→ **Task to carry out**
When you transcribe the lines below, keep every word the same and leave the pictures behind.

→ **Records for the task**
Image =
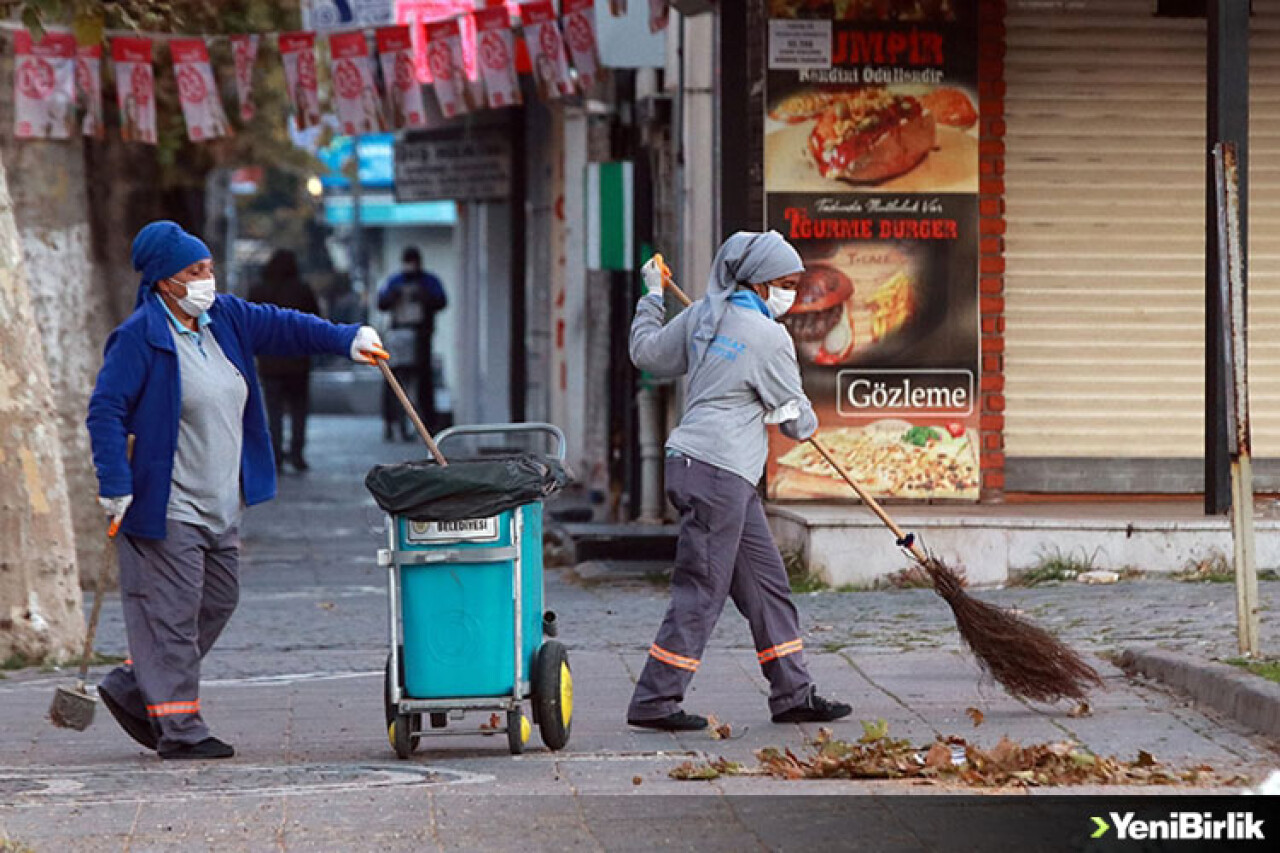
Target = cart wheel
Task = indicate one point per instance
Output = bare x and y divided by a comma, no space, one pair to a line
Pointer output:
401,734
517,731
553,694
400,726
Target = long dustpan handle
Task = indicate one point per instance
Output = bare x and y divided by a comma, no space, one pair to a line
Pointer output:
904,539
96,610
412,413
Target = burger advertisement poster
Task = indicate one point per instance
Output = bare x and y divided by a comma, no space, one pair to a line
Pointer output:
871,169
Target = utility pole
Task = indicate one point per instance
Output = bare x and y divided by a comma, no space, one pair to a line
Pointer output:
1228,121
359,264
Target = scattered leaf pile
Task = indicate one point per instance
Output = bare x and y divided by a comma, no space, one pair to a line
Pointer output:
954,760
707,770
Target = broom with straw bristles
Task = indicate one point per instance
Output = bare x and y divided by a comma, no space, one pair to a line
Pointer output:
1022,657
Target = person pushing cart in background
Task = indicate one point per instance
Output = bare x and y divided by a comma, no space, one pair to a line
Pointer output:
743,374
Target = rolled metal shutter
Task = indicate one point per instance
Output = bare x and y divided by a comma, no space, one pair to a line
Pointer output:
1105,245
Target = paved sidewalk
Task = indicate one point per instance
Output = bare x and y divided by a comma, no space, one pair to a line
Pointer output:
296,684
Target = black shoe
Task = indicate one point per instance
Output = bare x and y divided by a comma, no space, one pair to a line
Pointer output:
677,721
136,728
206,748
814,708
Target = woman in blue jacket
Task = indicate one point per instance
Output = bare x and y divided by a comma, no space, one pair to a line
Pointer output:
178,377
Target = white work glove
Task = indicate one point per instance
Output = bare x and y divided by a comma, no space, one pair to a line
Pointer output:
368,347
652,277
789,410
115,507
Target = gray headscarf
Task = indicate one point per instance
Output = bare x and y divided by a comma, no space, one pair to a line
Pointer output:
746,258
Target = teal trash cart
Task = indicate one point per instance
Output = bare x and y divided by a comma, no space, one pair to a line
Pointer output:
469,629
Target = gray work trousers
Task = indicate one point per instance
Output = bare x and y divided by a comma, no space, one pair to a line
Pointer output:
725,550
178,594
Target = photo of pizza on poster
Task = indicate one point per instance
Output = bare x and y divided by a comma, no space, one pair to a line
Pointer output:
886,333
871,158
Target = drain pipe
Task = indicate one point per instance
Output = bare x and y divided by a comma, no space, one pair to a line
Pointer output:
649,416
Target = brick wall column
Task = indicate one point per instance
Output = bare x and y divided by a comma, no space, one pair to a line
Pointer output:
991,228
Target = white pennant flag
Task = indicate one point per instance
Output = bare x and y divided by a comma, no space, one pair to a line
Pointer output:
659,16
245,53
580,36
403,92
298,54
545,50
444,58
355,95
197,91
88,87
135,89
42,83
496,50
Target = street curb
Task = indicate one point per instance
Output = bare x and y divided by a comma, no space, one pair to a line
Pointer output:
1248,698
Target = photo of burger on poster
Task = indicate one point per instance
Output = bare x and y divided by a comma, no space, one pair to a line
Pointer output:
871,169
882,138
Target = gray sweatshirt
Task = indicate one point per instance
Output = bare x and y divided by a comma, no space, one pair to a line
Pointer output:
750,369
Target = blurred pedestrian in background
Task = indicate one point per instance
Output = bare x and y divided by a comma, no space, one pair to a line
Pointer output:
286,379
344,302
414,297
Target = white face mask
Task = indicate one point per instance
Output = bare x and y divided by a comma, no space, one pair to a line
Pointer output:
200,296
780,301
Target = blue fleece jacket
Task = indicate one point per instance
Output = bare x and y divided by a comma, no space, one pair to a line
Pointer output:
138,392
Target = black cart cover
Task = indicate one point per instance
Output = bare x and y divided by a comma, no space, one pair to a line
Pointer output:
464,489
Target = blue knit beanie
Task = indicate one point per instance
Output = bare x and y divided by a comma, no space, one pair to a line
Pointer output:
163,249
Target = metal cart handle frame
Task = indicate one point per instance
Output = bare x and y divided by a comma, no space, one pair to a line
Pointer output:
506,429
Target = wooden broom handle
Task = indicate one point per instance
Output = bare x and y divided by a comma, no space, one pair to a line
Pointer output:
412,413
872,503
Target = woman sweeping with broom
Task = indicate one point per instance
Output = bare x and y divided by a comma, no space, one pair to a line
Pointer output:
1022,657
743,374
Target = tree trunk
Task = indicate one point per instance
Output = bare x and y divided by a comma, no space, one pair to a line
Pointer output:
40,601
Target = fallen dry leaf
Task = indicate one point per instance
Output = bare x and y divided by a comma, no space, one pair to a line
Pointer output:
1008,763
718,730
938,756
704,771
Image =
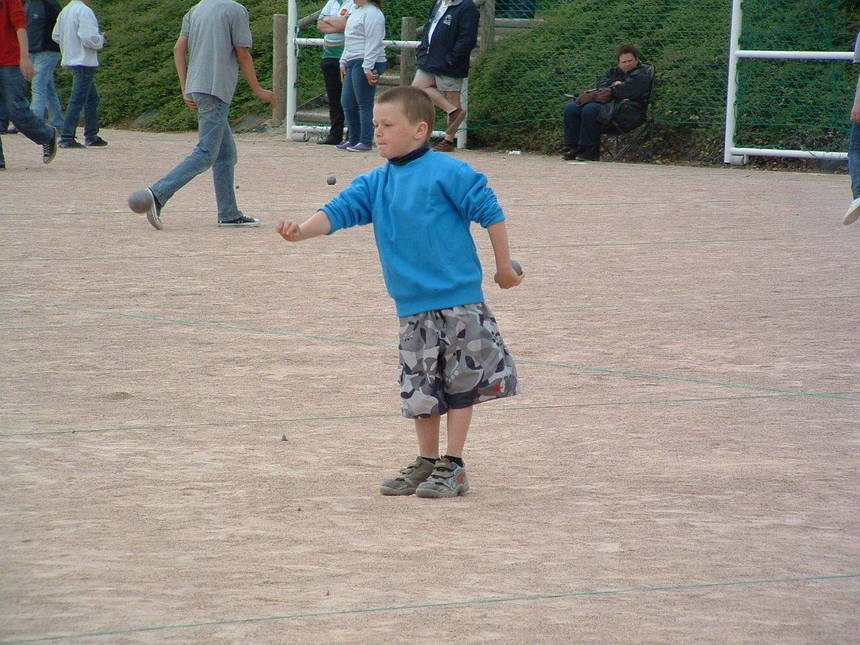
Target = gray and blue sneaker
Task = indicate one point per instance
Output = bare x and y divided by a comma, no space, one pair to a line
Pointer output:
408,479
447,480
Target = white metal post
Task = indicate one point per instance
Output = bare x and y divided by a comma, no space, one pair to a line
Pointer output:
732,87
292,67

→ **Expected output**
Image =
Target = cart wheel
Task = indicate one point per instance
Output = bare x and y divided by a comma, no space, one pair to a line
Pointer output:
401,734
517,731
553,694
400,726
Target = long dustpan handle
Task = indicate one point per instance
Output = bare x and y divided by a comma, no space, one pair to a line
Pointer output:
904,539
96,610
412,413
Target = burger advertisement poster
Task = indicate one point per instance
Output = bare x and y divided by a comma, no space, one pair to a line
Pointer output:
871,169
Target = utility pole
Task = indicate one point per instance
Output = bare x and y divided by a comma, no space, one pair to a line
Pointer output:
1228,121
359,264
Target = scattered leaf pile
Task = indicate one point per instance
Output = bare x and y divided by a comma, no space, one pair to a line
Pointer output:
954,760
707,770
Target = broom with straw bristles
Task = indicate one point per instance
Output = bare x and y divided by a comma, no space, one pair to a line
Pointer output:
1022,657
Target = person pushing cart in background
Task = indicate one point per instance
Output = bare x and y divided by a comma, no space, one pair to a line
Pointer output:
743,374
Target = rolled metal shutter
Task = indicate one point per instance
Output = bare x and y divided by a comma, no space, one pair to a line
Pointer output:
1105,245
Target = paved sidewalk
Task = indicate one point per instance
Output = bare x and y divided by a comma, no space, one pair to a line
Pointer output:
296,684
Target = black shoe
Task = indicate one point per instance
Output = bare x and y divided by a comma, no space, one pair to a line
Pointer output:
677,721
136,728
206,748
814,708
Target = woman in blue jacket
Task = indicate one point per instance
Output = bare x and y divided by a comma, no space, one pair to a line
Pointer output:
178,377
Target = white work glove
Task = indicate one point per instance
Output = bare x and y divided by a comma, no space, one pair to a line
Pointer output:
368,347
652,277
789,410
115,507
Target = gray headscarf
Task = indicate one point per instance
Output = bare x and y divided by a comma, no space, one pair to a line
Pointer output:
746,258
Target = teal trash cart
Task = indicate one point per instance
Output = bare x and y divided by a comma, no space, one pair to a line
Pointer output:
469,629
Target = gray work trousers
Task = indicate one point per instance
Output = bare x and y divided by a comma, no space, one pair to a line
Pointer output:
725,550
178,594
Target = photo of pizza on poster
Task = indicate one point per instance
Output = bare x and y divided by a comma, no space, one pair to a line
Pointer output:
886,333
871,158
Target = drain pipe
Task = indicate one point per instance
Output = bare x and y divided by a comma, no space, one pair to a line
Pointer output:
649,416
Target = brick wall column
Task = indicate one point per instance
Output = bare x and y divided by a comma, no space, one pair to a line
Pointer output:
991,228
Target = white pennant flag
Task = indicate one point per instance
Output = bare x and y divided by a comma, no space, one pair to a line
Pointer output:
659,16
245,53
580,36
403,92
298,54
545,50
444,58
355,95
197,91
88,87
135,89
42,83
496,50
Target = street curb
Task = indicate one point per instance
Output = bare x and y divided by a comma, no space, one pair to a line
Pointer output:
1248,698
Target = photo of burger on poster
Task = indicate one point per instance
Output = bare x and y divided by a comma, no space, one pair to a line
Pointer output:
871,169
882,138
Target = gray sweatshirt
Task = indicate one point per instance
Output = bare x and y divided by a comma, no space, one pair to a line
Pointer output:
750,369
Target = blurred pedestrian in background
Task = indicate one point per instance
Output = bare x and y divided by a comma, no space, one pair to a line
Pointer output:
286,379
344,302
414,297
Target = white face mask
Task = indicate one point per instance
Output = bare x and y divided by a comma, no space, one pair to a line
Pointer output:
200,296
780,301
Target = blue fleece jacket
Task = indicate one point per instance
Output = bare x and y divided by a comma, no space, one pair to a line
Pointer output:
138,392
Target = black cart cover
Task = indicate one point per instance
Output = bare x and y divided by a comma, no space, one pair to a line
Pointer output:
464,489
Target = blue knit beanie
Task = indicate one point per instance
Output = bare x and y divided by a comma, no space, one pair to a line
Pointer output:
163,249
Target = metal cart handle frame
Task = indicate one point per instance
Output = bare x and y divided by a comma, no space, one pair to a line
Pointer output:
506,429
Target = wooden broom handle
Task = indicate one point per instance
Output = bare x and y divided by a comma, no space, one pair to a line
Pointer output:
412,413
872,503
Target = woman sweeping with broom
Task = indicate one point per instance
Output = bare x and y divided by a comma, no space, one pair to a line
Pointer output:
1022,657
743,374
Target = tree trunk
Task = indicate one point per instance
Output = bare x and y divided by a comma, no space, one pair to a line
Pointer output:
40,601
Target = fallen dry leaf
Task = indicate one point per instance
Output = bare x and y divided by a comma, no space, one pair to a line
Pointer output:
1008,763
718,730
938,756
704,771
Image =
Target = gray and blue sneaker
Task = indicate one point per instance
Output = bare x and y divided by a comma, no space, one pair to a line
Pointer output:
408,479
447,480
Target = white metal post
Task = indicate one point per instance
Output = bare x and y divided by a comma, no space, one pair to a line
Pointer output:
732,87
292,67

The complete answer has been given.